*DATASET RECORDS*:
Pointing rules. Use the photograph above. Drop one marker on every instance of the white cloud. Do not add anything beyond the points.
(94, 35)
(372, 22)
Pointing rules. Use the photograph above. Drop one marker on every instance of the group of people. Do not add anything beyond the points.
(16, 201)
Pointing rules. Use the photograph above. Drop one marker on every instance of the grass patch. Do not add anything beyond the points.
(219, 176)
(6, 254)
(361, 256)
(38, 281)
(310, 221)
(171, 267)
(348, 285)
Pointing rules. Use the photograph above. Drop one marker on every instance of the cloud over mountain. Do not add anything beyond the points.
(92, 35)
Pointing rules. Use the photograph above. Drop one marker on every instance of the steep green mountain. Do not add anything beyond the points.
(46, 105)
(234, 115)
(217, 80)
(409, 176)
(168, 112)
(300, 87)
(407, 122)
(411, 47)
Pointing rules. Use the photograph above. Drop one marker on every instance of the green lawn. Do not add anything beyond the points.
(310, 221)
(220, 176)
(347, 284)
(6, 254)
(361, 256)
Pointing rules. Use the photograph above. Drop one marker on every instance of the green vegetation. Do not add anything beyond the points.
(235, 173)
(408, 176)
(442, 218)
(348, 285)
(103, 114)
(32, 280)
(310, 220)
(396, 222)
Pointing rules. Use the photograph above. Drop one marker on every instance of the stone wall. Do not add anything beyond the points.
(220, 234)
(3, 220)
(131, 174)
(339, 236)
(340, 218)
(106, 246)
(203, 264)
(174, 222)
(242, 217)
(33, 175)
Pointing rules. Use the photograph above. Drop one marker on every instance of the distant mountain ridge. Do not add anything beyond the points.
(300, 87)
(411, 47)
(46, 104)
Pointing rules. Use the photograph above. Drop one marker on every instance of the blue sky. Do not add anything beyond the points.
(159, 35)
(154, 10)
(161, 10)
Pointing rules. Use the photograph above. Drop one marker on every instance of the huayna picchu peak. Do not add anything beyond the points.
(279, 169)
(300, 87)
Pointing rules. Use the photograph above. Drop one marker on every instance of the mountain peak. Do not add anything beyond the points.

*TASK ITEM*:
The records above are to be printed in full, exactly as they appear.

*WRITTEN SOLUTION*:
Pointing rules. Use the photograph above. Drop one marker on every instance of the white cloud. Do not add anything beyond the points.
(94, 35)
(372, 22)
Pointing rules. Use the photograph above. Drop one marker on every instance of the group of people. Do not add anything beyond the points.
(16, 201)
Pointing rules. Use the photograph above. Drop one marker on every instance of the grass patch. Do not add anything beyond the points.
(219, 176)
(6, 254)
(361, 256)
(38, 281)
(310, 221)
(171, 267)
(348, 285)
Pointing rules. Use the photograph above. Drop one marker on every instance of the cloud over mountain. Do not add anything beyond the points.
(92, 35)
Pointing rules. Use the photograph above. Drop one marker on every instance of the steep green mountain. Do not add anything beyond the points.
(46, 105)
(234, 115)
(217, 80)
(409, 176)
(168, 112)
(300, 87)
(407, 122)
(411, 47)
Pointing rules. Use the photograph above. Drop one marker on every instance of the green lawn. Do not add anything beyond the points.
(310, 221)
(220, 176)
(347, 284)
(6, 254)
(361, 256)
Pointing rules. Use the photograph above. Drop one marker on every instance of the green vegetation. Do not add anything beyond the points.
(235, 173)
(408, 176)
(442, 218)
(348, 285)
(103, 114)
(32, 280)
(310, 220)
(396, 222)
Pointing rules. Use the photograph above. Drop one marker on every instance of the stone wall. Do not add anything beyond the points.
(220, 234)
(3, 220)
(131, 174)
(339, 236)
(340, 218)
(106, 246)
(203, 264)
(174, 222)
(242, 217)
(33, 175)
Pointing rules. Use the photograph above. Drop one marker on every instance of the distant mountain ridge. Do not add anything beyond the points.
(300, 87)
(411, 47)
(46, 104)
Pointing rules. Use the photograph above. Drop one marker on every instance of the blue sky. Do not add anything beyond the points.
(159, 35)
(154, 10)
(161, 10)
Pointing rules. Use the photograph above. Drop one marker on every instance of the huayna picchu peak. Do not add anything beyond the points.
(279, 169)
(300, 87)
Pointing rules. Use the photograph above. Drop one marker on every instance of the mountain peak. Do not add anything beyond the points.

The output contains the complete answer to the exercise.